Monday, November 01, 2010

Best Important Follow Up

I thought I was going to post Halloween pictures tonight.  Instead I made this post.  I guess this is a Feelings Blog after all.  Don't expect anything like this to happen again soon.

On a recent rare visit from the basement.  Can you see his talon?
On Thursday, October 28th the cat died.  He was twenty and a half years old.  When Emily checked on him before work that morning he was sleeping, when she came home after work he was not.  Unfortunately for poor Emily, Mom and Dad were out of town at the time—Dad suggested she bag the cat up and put him in the freezer until they came back, which she did.  Funeral services are scheduled for late this afternoon.

I find myself in this strange circumstance when I'm in my 30's and suddenly the pets have died.  Most of my friends had a cat or dog die in grade school, not me.  So now I find myself a grown man (of sorts) dealing with mortality-issues that most seem to have sorted out by fifth grade.  While the news of the dog's passing was more tragic for me, probably because we put her down and it sounded like such a terrible house-call production, the loss of the cat is more of an end-of-an-era experience, a "things-will-never-be-the-same" occurrence.

I wish to memorialize our animal with a timeline, a biography of sorts.  I have consulted no one on any of these dates or details so many are probably wrong and I am writing this before going to bed.  This is just some straight-from-the-top-of-my-dome pet-musings, that's all.

The Pre-Cat Era:  Growing up we couldn't have a cat because Dad had a friend who was allergic to cats and, if he ever wanted to visit us, he wouldn't be able to if we had a cat.  But there was this time, late in grade school or at the beginning of junior high, that we catsat a cat for a friend of my uncle's at our house.  The cat was named Meowi, or Maui, something along those lines.  We absolutely loved having a cat around.  There is a famous photograph of a very young, bowl-cutted Owen holding a stretched-out cat upside down, belly towards the camera.  This cat is not our cat, this cat is Meowi.  Meowy?

TASK SET:
1 > Reproduce the passage of the blog post starting at "Best Important Follow" and ending at "late this afternoon.".
2 > Translate this sentence from the blog post into Spanish: "We absolutely loved having a cat around."

RECORD EXCERPTS:
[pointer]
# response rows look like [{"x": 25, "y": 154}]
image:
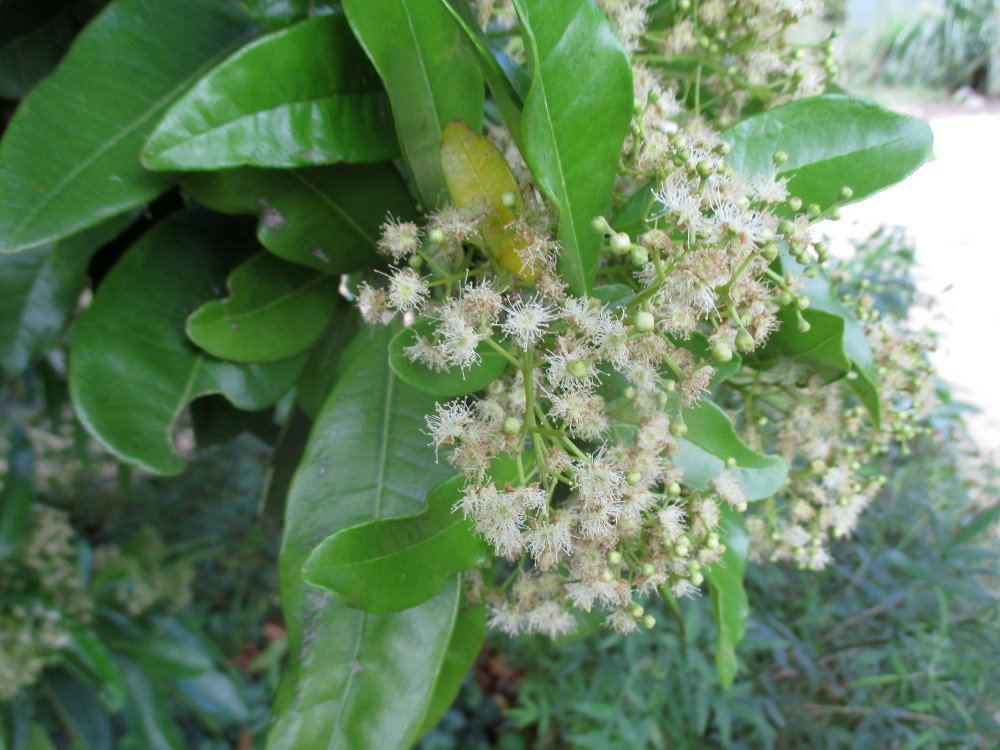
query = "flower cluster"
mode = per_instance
[{"x": 573, "y": 453}]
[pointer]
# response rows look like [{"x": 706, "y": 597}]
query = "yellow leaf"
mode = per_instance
[{"x": 478, "y": 175}]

EXERCISE ANSWERS:
1 >
Best Important Follow Up

I thought I was going to post Halloween pictures tonight.  Instead I made this post.  I guess this is a Feelings Blog after all.  Don't expect anything like this to happen again soon.

On a recent rare visit from the basement.  Can you see his talon?
On Thursday, October 28th the cat died.  He was twenty and a half years old.  When Emily checked on him before work that morning he was sleeping, when she came home after work he was not.  Unfortunately for poor Emily, Mom and Dad were out of town at the time—Dad suggested she bag the cat up and put him in the freezer until they came back, which she did.  Funeral services are scheduled for late this afternoon.

2 > Nos encantaba muchísimo tener un gato en casa.